What the task asks ▸ Set down each entry from the block beneath, exactly as written.

Raw records:
:::::

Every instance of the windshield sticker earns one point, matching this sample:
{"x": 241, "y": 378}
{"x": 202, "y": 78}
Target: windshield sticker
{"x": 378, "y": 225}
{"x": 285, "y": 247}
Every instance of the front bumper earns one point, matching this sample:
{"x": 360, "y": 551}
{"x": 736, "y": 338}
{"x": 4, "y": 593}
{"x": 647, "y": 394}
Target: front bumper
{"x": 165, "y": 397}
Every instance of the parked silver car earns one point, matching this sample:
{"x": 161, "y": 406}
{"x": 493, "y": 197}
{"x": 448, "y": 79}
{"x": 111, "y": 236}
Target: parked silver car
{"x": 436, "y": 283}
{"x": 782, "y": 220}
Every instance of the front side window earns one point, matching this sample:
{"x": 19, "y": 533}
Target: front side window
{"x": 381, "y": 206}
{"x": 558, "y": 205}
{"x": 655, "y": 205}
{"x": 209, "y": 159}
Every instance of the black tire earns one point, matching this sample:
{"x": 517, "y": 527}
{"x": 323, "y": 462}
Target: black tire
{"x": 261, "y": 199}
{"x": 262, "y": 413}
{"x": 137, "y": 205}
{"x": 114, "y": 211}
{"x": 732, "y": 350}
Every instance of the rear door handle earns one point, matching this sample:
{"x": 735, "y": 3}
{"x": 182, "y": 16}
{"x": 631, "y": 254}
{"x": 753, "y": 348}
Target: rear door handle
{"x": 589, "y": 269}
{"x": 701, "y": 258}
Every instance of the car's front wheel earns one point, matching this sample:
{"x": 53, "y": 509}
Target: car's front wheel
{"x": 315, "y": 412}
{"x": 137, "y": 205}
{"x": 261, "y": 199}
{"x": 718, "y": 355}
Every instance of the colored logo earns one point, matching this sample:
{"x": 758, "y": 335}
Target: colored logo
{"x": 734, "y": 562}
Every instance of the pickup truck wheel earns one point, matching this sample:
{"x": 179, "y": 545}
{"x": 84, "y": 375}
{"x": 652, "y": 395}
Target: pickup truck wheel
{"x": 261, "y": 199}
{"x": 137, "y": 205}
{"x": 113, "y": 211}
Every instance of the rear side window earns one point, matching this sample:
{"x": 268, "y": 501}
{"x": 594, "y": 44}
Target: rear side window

:::::

Result of this task ▸
Every instance of the windshield sticker earns one point, matching this sample:
{"x": 241, "y": 378}
{"x": 202, "y": 78}
Target: windshield sticker
{"x": 378, "y": 225}
{"x": 285, "y": 247}
Every instance of the front bumper earns one point, matching this sample:
{"x": 360, "y": 551}
{"x": 736, "y": 338}
{"x": 4, "y": 593}
{"x": 647, "y": 394}
Target: front bumper
{"x": 165, "y": 397}
Every instance of the parked silver car earns one point, matching this sample:
{"x": 161, "y": 406}
{"x": 493, "y": 197}
{"x": 448, "y": 79}
{"x": 111, "y": 236}
Target: parked silver car
{"x": 436, "y": 283}
{"x": 782, "y": 220}
Every instance of the front side window earns one point, matching this sample:
{"x": 19, "y": 533}
Target: front side window
{"x": 381, "y": 206}
{"x": 558, "y": 205}
{"x": 655, "y": 205}
{"x": 209, "y": 159}
Every instance of the black tire earns one point, matching this sample:
{"x": 517, "y": 527}
{"x": 323, "y": 462}
Target: black tire
{"x": 261, "y": 199}
{"x": 262, "y": 413}
{"x": 137, "y": 205}
{"x": 114, "y": 211}
{"x": 732, "y": 350}
Every instance of the rear door handle earns one point, matching this sample:
{"x": 735, "y": 3}
{"x": 182, "y": 16}
{"x": 631, "y": 254}
{"x": 753, "y": 348}
Target: rear door handle
{"x": 589, "y": 269}
{"x": 701, "y": 258}
Every instance of the car's front wheel earns one point, matching this sample:
{"x": 53, "y": 509}
Target: car's front wheel
{"x": 315, "y": 412}
{"x": 137, "y": 205}
{"x": 261, "y": 199}
{"x": 718, "y": 355}
Every instance of the colored logo earns one point, matching this sample:
{"x": 758, "y": 335}
Target: colored logo
{"x": 734, "y": 562}
Every instance of the pickup truck wheel earns one point, matching this sample:
{"x": 179, "y": 545}
{"x": 84, "y": 375}
{"x": 652, "y": 395}
Target: pickup truck wheel
{"x": 261, "y": 199}
{"x": 137, "y": 205}
{"x": 113, "y": 211}
Every instance of the rear side window earns one point, matching this sample:
{"x": 268, "y": 501}
{"x": 594, "y": 44}
Target: rear side window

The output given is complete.